__Text under study__:
+ + + + + + +
Taylor and Brandon Huffman have wanted to host a sunflower festival at their Thurmont-based Winterbrook Farms for several years. Yet they were nervous because you’ve got to time the blooms just right.
In 2020, the pair finally did it. “I personally love sunflowers, and we thought it was another way to get the public out to the farm near our (annual) fall festival,” which features more than 25 activities, including apple cannons, zip lines, jump pillow and a corn maze stretching more than 15 acres with trails totaling 5 miles.
“I think the great thing about our farm is that there really is something for all ages including adults,” Taylor Huffman says. “I think a lot of these (fall festivals), people think are just for kids. But our corn maze is still the largest in Maryland, and it is still pretty challenging to go out there and try to find all the check points. I think (guests) are really just going to have a good time.”
“We’ve seen a huge spike in outdoor recreation” since the COVID-19 pandemic began last year, says Matthew Scales, public relations specialist for the Maryland Department of Commerce Office of Tourism.
Highlighting Maryland’s outdoor collection, Scales notes many have made their way to the many hiking and biking trails in the state, including the Baltimore and Annapolis Trail, the Great Allegheny Passage, Patapsco Valley State Park and the Chesapeake and Ohio Canal National Historical Park. Along the canal, families may stay overnight at several lockhouses along the path. “It is cool during the fall because of the foliage,” he says.
Fall road trips remain popular. The state offers 18 themed scenic byways, including the Historic National Road from Baltimore to the Pennsylvania line, the Civil-War themed Journey Through Hallowed Ground in Frederick County, Baltimore’s Historic Charles Street and the War of 1812-focused Star Spangled Banner, running from Solomons to Charm City.
And since October is officially Seafood Month, you can have a true Maryland experience by meandering along the state’s Crab and Oyster Trail, showcasing outstanding spots to get some of the freshest residents of the Chesapeake Bay. Although summer is usually a popular time to get blue crabs, Scales notes fall is actually the best time. “The crabs are so heavy in November,” he says. “They have eaten a lot and built up (more) meat.” Time to teach those kids how to wield a mallet!
Deb and Lou Taylor joined the Baltimore Bird Club after they both retired several years ago. They find the activity fun because they get fresh air and exercise. “You go to places you always meant to go to and go to places you never heard of before,” Deb Taylor says. “You go home tired and dirty, but generally happy and usually able to say, ‘Wow, that was a fun adventure!”
Fall bird migration started in August and runs through late October to early November. Breeds that are commonly spotted in the area during migration include the winter wren, hermit thrush, purple finch and white crowned sparrow.
Since the pandemic began, Deb Taylor has noticed more friends and family asking about bird watching. “Your
excitement rubs off on other people,” she says.
“(Bird watching) is nice because it is something you can do by yourself. You can do with some friends. You can join the group or a group. There are bird clubs in every county. It can be a group activity although now not so much. You can go anywhere and bird watch,” says Lou Taylor.
There is no roughing it at Savage River Lodge. Surrounded by 700 acres of state forest lands in Frostburg, the getaway features two-story luxury cabins and large round tents known as yurts, which are popular in the West Coast region.
+ + + + + + +
__Entries supplied__:
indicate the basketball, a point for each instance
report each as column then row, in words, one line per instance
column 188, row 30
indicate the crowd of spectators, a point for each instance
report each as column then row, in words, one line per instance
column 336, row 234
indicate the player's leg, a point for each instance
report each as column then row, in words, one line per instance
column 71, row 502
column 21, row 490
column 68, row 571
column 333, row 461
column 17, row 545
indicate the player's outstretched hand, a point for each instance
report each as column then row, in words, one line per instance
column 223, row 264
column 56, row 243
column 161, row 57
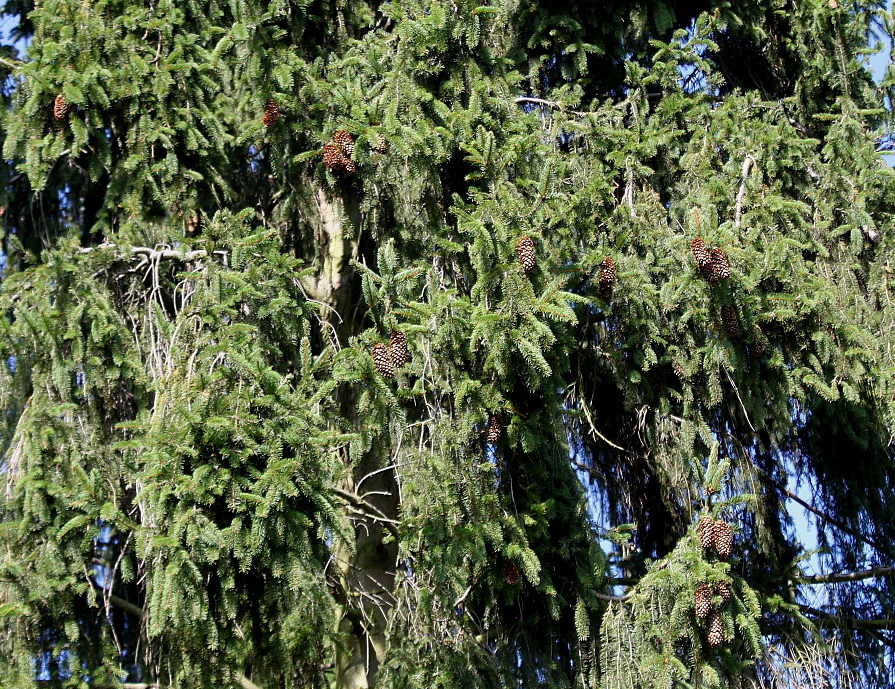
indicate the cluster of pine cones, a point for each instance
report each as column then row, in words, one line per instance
column 387, row 358
column 713, row 266
column 337, row 153
column 715, row 534
column 712, row 263
column 705, row 610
+ + + + + + +
__Instructions to follow__:
Write out the part of the Maryland fall outings article that begins at the words "There is no" and stops after "West Coast region.", copying it word for word.

__Result for this exercise__:
There is no roughing it at Savage River Lodge. Surrounded by 700 acres of state forest lands in Frostburg, the getaway features two-story luxury cabins and large round tents known as yurts, which are popular in the West Coast region.